**STATED EXERCISE 1:**
Can you reproduce the market commentary word for word, everything from "Yating Xu - Economist" down to "50? (Answer: Yes)."?
**STATED EXERCISE 2:**
How would the market commentary on China's weak data and the European sell-off go on after its last sentence? Continue it from there.

**PASSAGE SHOWN:**
╔══

Markets on SALE again this morning as investors react to all the new data.....In Asia - China reported that industrial profits PLUNGED by 8.8% y/y - the largest decrease since 2011. Analysts came out saying this is "No Surprise" - considering the weekly WEAK eco data that China has been reporting for months now.....

Yating Xu - Economist at IHS Global had this to say -

"Slowing profit growth in China's midstream sectors is reflective of output price declines deteriorating at a faster pace than the input price. Headline profit growth is unlikely to improve in the short term and the downstream sectors will be affected in the long run if economic growth continues to slide and drag on consumption. Further fiscal stimulus is expected in 4Q give the weak 3Q performance"

Yeah - what he said.....

Next up for China - Thursday's report on Sept PMI and the final Caixin/ Markit PMI - these reports will be closely watched...will they remain well below 50? (Answer: Yes).

In Europe mkts are getting clocked - FTSE -1.54%, CAC 40 -2.11%, DAX -1.41%, Eurostoxx -1.68%, Spain -0.71% and Italy -1.57%. after the disappointing Chinese data. All this talk of a weaker China is getting a bit long in the tooth now, no.....so just take them out behind the woodshed and get it over with - this daily punishment on global mkts is like Chinese water torture..... Elsewhere in Europe - some of the banks are under pressure at it is reported that the Swiss regulatory authority opened an investigation into 'possible manipulation' of the precious metals mkts by a bunch of banks - UBS, Julius Baer, DBK, HSBC, Barclays, MGS and Mitsui......

╚══

(Excerpt from the dataset)

╔══

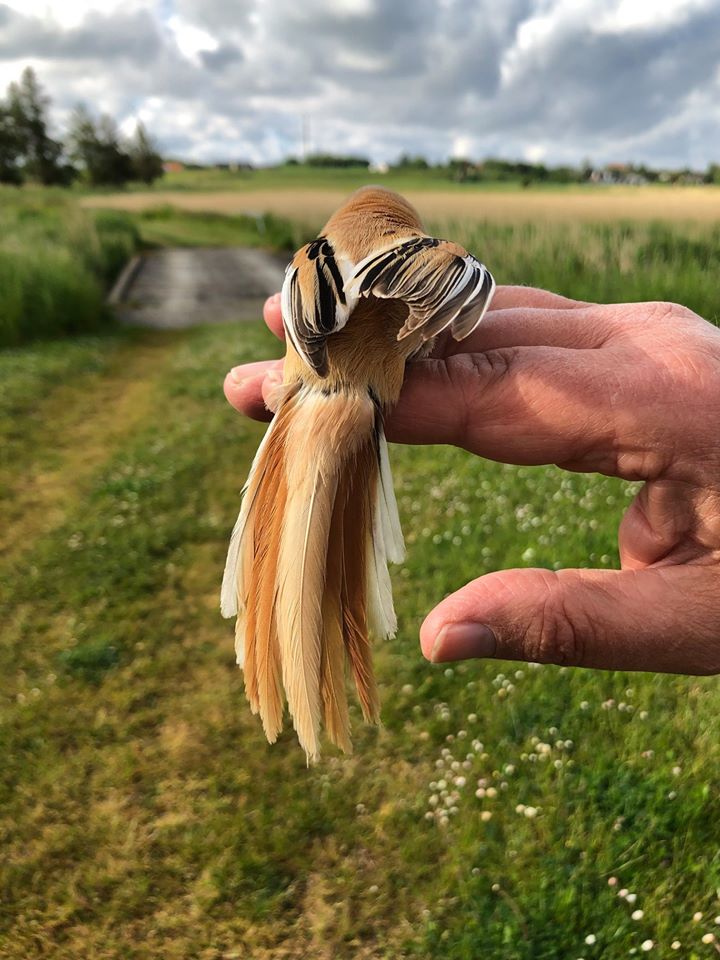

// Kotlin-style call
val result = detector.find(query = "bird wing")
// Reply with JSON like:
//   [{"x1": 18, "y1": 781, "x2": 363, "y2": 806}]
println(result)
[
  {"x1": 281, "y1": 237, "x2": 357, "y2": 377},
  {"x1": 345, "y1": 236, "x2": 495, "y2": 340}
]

╚══

**FINAL ANSWER 1:**
Yating Xu - Economist at IHS Global had this to say -

"Slowing profit growth in China's midstream sectors is reflective of output price declines deteriorating at a faster pace than the input price. Headline profit growth is unlikely to improve in the short term and the downstream sectors will be affected in the long run if economic growth continues to slide and drag on consumption. Further fiscal stimulus is expected in 4Q give the weak 3Q performance"

Yeah - what he said.....

Next up for China - Thursday's report on Sept PMI and the final Caixin/ Markit PMI - these reports will be closely watched...will they remain well below 50? (Answer: Yes).

**FINAL ANSWER 2:**
US futures are now down 12 pts.....testing the 1900 level.....this is no surprise really - we have been saying this for weeks now.....the mkt has suffered since the August break and now the risk models are all recalibrating valuations based on the daily data that is reported....and don't discount the latest DC drama...

As if it couldn’t get any tougher for the mkts – it just did….On Friday – House Speaker Boehner – visibly exhausted stood up and waved the 'white flag' announcing his surrender and resignation not only from the speakership but also from the House of Representatives – saying that the threat of another gov’t shutdown created by one faction of the party has gone on for too long.

“My first job as speaker is to protect the institution. It had become clear to me that this prolonged leadership turmoil would do irreparable harm to the institution”

The turmoil he is speaking about was trying to

‘command a Republican majority with scores of lawmakers (think Ted Cruz and the Tea Party) who had no interest in working things out but were willing to risk the party’s brand and unleash economic and governmental havoc over policy fights’

By stepping aside now, he does do something helpful....he decreases the chances of a gov’t shutdown this week because now the majority of republicans and democrats will go forward with a ‘short term funding option’ to keep the gov’t up and running thru December sending Ted Cruz (Currently polling at 8%) and the far right wing into solitary confinement for now (and that is the kicker to be concerned about.)

On Saturday the headlines told the story…… The NY Times headlines with

“Boehner to Quit, Undone by Strife with Right Wing”

The WSJ runs with

“Boehner Cites Fear of Turmoil in Decision to Exit – Republican House Speaker has long been under fire from conservatives in his caucus”

When asked by the WSJ – Representative David Jolly (R, FL) had this say –

“The honor of John Boehner today stands in sharp contrast to the self serving idiocy of those in our party who continue to seek to divide us”

‘The idiocy of those in our party’? That’s one way to put it…..Washington is a mess – and that has been made clear by the 3 top Republican Presidential candidates – all NON politicians and this latest circus act only serves to solidify the sense that something needs to change – and that change could well rock the very core of the GOP at a critical time in the Presidential election cycle.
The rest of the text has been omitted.